## PAGE
----

The picture is one from inside one of the maximum security cell houses at Lansing Correctional Facility where I was an Officer. It is from inside Cell House B1, which housed a lot of the inmates with mental health issues when I was there. Mental health is a huge problem within our nations prison systems. I wish I could give a solution to the problem, but i only know of one that is sure to work, and as it is the state has not executed anyone since the death penalty was reinstated back in 1994. This sounds quite harsh, but there is a revolving door of inmates who serve time, get out only to victimize someone else. Doing time is not a deterrent as most of them actually seem to enjoy being inside where they are among friends and have no real responsibilities other than being in their cell during count times. Hell, an inmate might be someone important within a prison gang while they are serving time, and then face the reality of just being a nobody once they get out. Odd as it is, they find prestige by holding leadership positions within the gangs. They can more easily run their extortion rackets from inside and can make a lot of money off of the sale of contraband, drugs, alcohol, tobacco and prostitution. Older convicts who are gang Shot Callers can actually make a pretty decent amount of money while doing their time. Besides the sale of contraband and inmate prostitution, there can be a steady source of income by charging child molesters, or Chomo’s as they are called, rent for living in the cell house. The Chomo has no say where he is housed and the Shot Callers charge him rent for being there. They collect by getting the inmate to get family and friends to put cash on the books for them, or by giving up their small paychecks they can earn through different jobs available to them among other illegal means.

----

## COLLECTED MATERIAL
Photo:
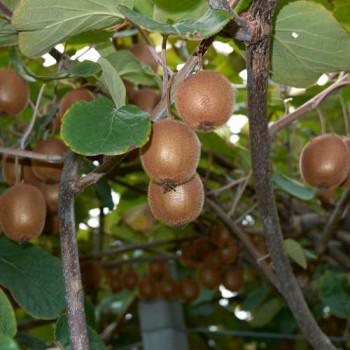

----

## WHAT THIS EXERCISE ASKS
(A) In the prison account, which cell house held many of the inmates with mental health issues?
(B) Say whether each statement agrees with the prison account, and quote the words that decide it. (i) The state has executed inmates since the death penalty was reinstated. (ii) Shot Callers charge child molesters rent for living in the cell house. (iii) A Chomo gets to choose where he is housed.
(C) Carry the prison account on past its final sentence.
The data has no role in this work.

## WRITTEN RESPONSES
(A) Cell House B1.

(B)
(i) No: "the state has not executed anyone since the death penalty was reinstated back in 1994."
(ii) Yes: "charging child molesters, or Chomo’s as they are called, rent for living in the cell house."
(iii) No: "The Chomo has no say where he is housed"

(C)
The stress of working in a prison will do odd things to your body. You will find yourself binge eating and or drinking alcohol excessively. It is a kind of stress that can make you not able to have a bowel movement, or you might have the opposite effect and have little control. Thankfully, I never had that problem, but I have seen it. And I am only fortunate in that I did not have this. It was not because I was devoid of emotions.
Walking inside the walls gives you a sensory overload as soon as you pass through the secure gates inside. Working in max, officers would first pass through a metal detector, then have our belongings, usually your lunch box, searched for contraband. Truth is, most contraband in the hands of inmates comes in from dirty staff. That is another story for another blog post. Once being searched, all officers gather for a briefing by the shift captain where you find out everything you might need to watch for such as planned riots and assaults etc… This is a scary time, when you come in and you find out that a few officers have been assaulted or stabbed with shanks. You might get briefed to be prepared for a planned inmate uprising against staff, or maybe two or more of the gangs have plans to take control of another gangs turf inside the walls. Hell, turf can be something as simple as a few tables in the chow hall or a larger issue such as the drug trade. You never know what is going to happen, life is cheap inside.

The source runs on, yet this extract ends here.